(Stored data)
Content starts
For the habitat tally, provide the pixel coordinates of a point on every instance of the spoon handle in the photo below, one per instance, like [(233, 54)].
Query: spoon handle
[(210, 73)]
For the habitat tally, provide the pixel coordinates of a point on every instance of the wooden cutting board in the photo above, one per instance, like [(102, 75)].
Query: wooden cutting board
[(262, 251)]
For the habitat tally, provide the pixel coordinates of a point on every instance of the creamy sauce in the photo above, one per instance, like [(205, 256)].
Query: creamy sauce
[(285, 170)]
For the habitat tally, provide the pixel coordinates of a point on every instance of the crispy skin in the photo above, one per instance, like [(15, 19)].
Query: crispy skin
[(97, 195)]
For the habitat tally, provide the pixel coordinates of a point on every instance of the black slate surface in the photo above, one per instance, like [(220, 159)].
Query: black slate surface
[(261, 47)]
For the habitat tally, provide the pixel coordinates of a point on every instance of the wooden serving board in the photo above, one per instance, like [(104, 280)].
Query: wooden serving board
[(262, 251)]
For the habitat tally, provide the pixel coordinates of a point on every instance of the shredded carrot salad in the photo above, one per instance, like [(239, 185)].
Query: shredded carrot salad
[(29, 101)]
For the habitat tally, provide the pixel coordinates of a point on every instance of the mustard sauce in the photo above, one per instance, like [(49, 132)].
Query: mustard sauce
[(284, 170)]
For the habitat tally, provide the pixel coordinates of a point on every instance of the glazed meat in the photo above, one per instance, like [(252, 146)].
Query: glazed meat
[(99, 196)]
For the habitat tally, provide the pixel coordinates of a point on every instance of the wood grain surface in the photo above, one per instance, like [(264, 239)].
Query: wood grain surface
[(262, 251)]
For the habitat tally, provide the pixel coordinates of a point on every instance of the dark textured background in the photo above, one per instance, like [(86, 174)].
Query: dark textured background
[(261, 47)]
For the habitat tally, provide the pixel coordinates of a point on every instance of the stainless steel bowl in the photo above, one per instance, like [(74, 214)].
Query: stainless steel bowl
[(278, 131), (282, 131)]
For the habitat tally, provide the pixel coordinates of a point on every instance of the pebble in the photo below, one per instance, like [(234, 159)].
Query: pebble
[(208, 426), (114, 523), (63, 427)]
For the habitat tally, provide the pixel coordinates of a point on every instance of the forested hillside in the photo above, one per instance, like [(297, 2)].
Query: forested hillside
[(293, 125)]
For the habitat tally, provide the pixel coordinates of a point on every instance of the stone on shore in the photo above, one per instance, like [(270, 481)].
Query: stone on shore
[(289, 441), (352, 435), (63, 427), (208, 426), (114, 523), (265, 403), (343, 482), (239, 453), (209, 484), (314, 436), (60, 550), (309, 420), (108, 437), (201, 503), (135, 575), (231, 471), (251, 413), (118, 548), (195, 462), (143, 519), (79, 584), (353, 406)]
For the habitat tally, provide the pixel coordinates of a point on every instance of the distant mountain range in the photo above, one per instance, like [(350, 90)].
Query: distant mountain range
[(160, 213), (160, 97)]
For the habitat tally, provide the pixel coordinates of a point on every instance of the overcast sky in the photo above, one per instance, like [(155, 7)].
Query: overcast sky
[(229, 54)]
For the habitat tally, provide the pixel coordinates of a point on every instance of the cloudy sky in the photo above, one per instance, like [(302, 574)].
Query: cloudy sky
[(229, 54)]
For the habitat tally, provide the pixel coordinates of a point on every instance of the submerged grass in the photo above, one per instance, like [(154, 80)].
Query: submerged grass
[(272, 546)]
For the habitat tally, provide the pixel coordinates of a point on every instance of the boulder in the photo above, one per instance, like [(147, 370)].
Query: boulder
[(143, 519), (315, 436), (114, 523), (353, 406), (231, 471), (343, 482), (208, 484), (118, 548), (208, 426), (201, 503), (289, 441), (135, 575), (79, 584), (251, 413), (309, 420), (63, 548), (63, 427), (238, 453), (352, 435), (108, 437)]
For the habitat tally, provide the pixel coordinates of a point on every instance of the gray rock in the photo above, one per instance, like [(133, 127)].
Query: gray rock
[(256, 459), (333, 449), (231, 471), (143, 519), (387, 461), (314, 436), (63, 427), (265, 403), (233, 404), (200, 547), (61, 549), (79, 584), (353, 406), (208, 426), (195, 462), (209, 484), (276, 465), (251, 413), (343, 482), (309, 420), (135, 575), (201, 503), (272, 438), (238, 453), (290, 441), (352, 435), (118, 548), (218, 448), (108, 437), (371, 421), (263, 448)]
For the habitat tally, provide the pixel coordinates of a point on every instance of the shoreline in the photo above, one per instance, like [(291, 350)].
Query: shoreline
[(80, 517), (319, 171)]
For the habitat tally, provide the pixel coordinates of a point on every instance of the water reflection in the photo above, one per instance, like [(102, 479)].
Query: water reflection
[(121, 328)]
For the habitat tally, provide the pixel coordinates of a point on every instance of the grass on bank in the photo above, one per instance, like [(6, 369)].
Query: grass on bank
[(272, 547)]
Content ends
» **YOUR GOAL**
A word-for-word copy of all the entries is required.

» **EXPECTED OUTPUT**
For the habitat tally, provide the pixel coordinates of a point on every instance of the spoon handle in the photo below, one per instance, like [(233, 54)].
Query: spoon handle
[(210, 73)]
For the habitat tally, provide the pixel coordinates of a point on every instance of the wooden cutting board in the photo above, one per instance, like [(102, 75)].
Query: wooden cutting board
[(262, 251)]
For the habitat tally, provide the pixel coordinates of a point on every instance of the creamy sauce in the photo above, one per instance, like [(205, 256)].
Query: creamy sauce
[(285, 170)]
For the habitat tally, provide the pixel coordinates of a point on every instance of the crispy skin in the photo above, one per instance, like [(15, 19)].
Query: crispy skin
[(97, 195)]
For the habitat tally, provide the pixel coordinates of a point on every instance of the black slate surface in the photo above, one per instance, like [(220, 159)].
Query: black slate surface
[(261, 47)]
For the habitat tally, provide the pixel coordinates of a point on every instance of the wooden serving board in the photo above, one per instance, like [(104, 280)].
Query: wooden serving board
[(262, 251)]
For the habitat tally, provide the pixel coordinates of a point on every instance of the shredded carrot salad in the photo above, one per instance, like [(239, 185)].
Query: shredded carrot salad
[(29, 101)]
For the habitat tally, provide the pixel coordinates of a point on every instance of the mustard sauce in the photo above, one per instance, like [(49, 132)].
Query: mustard sauce
[(284, 170)]
For the habitat tally, provide the pixel coordinates of a point on every instance of the glazed meat in the photo above, one per instance, like [(252, 146)].
Query: glazed meat
[(99, 196)]
For the habitat tally, provide the pixel coordinates of a point on every instance of the wood grain surface in the photo above, one per instance, like [(264, 239)].
Query: wood grain surface
[(262, 251)]
For the habitat tally, provide the pixel coordinates of a point on every instance of the dark textured background in the photo above, one per instance, like [(86, 174)].
Query: dark textured background
[(261, 47)]
For the habitat tally, provide the pixel coordinates of a point on every instance of the stainless steel bowl in the photo above, one per instance, like [(74, 214)].
Query: stainless steel bowl
[(278, 131), (282, 131)]
For the habitat tally, provide the pixel coordinates of a point on every instance of the pebble in the photo below, one per instance, like [(234, 159)].
Query: pebble
[(208, 426), (114, 523), (63, 427)]
For the habitat tally, provide the pixel coordinates of a point on every instance of the forested hillside in the photo above, one per instance, like [(297, 2)].
Query: forested hillside
[(293, 125)]
For the habitat tally, provide the pixel coordinates of a point on every instance of the stone on shore in the photo above, one per instance, like [(270, 481)].
Query: stone on shore
[(289, 441), (352, 435), (63, 427), (208, 426), (114, 523), (265, 403), (343, 482), (239, 453), (209, 484), (314, 436), (60, 550), (309, 420), (108, 437), (201, 503), (135, 575), (231, 471), (251, 413), (118, 548), (195, 462), (143, 519), (79, 584), (353, 406)]
For the habitat tally, provide the pixel coordinates of a point on every instance of the distant mountain range in the photo above, one per instance, like [(350, 90)].
Query: distant mountain range
[(160, 213), (160, 97)]
For the habitat tally, provide the pixel coordinates of a point on every instance of the overcast sky in the photo above, one per instance, like [(155, 7)].
Query: overcast sky
[(229, 54)]
For the habitat tally, provide the pixel coordinates of a point on every instance of the cloudy sky in the photo above, one per instance, like [(302, 574)].
Query: cloudy sky
[(229, 54)]
For the habitat tally, provide the pixel coordinates of a point on every instance of the submerged grass in the photo above, one per instance, like [(154, 80)].
Query: submerged grass
[(272, 546)]
For the habitat tally, provide the pixel coordinates of a point on every instance of the boulder in the photo above, one per instance, like [(147, 370)].
Query: boulder
[(143, 519), (315, 436), (114, 523), (353, 406), (231, 471), (343, 482), (208, 484), (118, 548), (208, 426), (201, 503), (289, 441), (135, 575), (79, 584), (251, 413), (309, 420), (63, 548), (63, 427), (238, 453), (352, 435), (108, 437)]
For the habitat tally, provide the pixel coordinates of a point on every instance of the gray rock in the photo above, one per instance, like [(133, 127)].
Query: gray rock
[(256, 459), (333, 449), (231, 471), (143, 519), (387, 461), (314, 436), (63, 427), (265, 403), (233, 404), (200, 547), (61, 549), (79, 584), (353, 406), (208, 426), (195, 462), (209, 484), (276, 465), (251, 413), (343, 482), (309, 420), (135, 575), (201, 503), (272, 438), (238, 453), (290, 441), (352, 435), (118, 548), (218, 448), (108, 437), (371, 421), (263, 448)]
For the habitat tally, provide the pixel coordinates of a point on every instance of the shoreline in the photo above, one per instance, like [(291, 350)].
Query: shoreline
[(80, 517), (319, 171)]
For the habitat tally, provide the pixel coordinates of a point on every instance of the water reflection in the photo above, one per instance, like [(102, 479)].
Query: water reflection
[(121, 328)]
For the habitat tally, provide the pixel coordinates of a point on every instance of the grass on bank in the photo above, one per instance, like [(6, 369)].
Query: grass on bank
[(272, 547)]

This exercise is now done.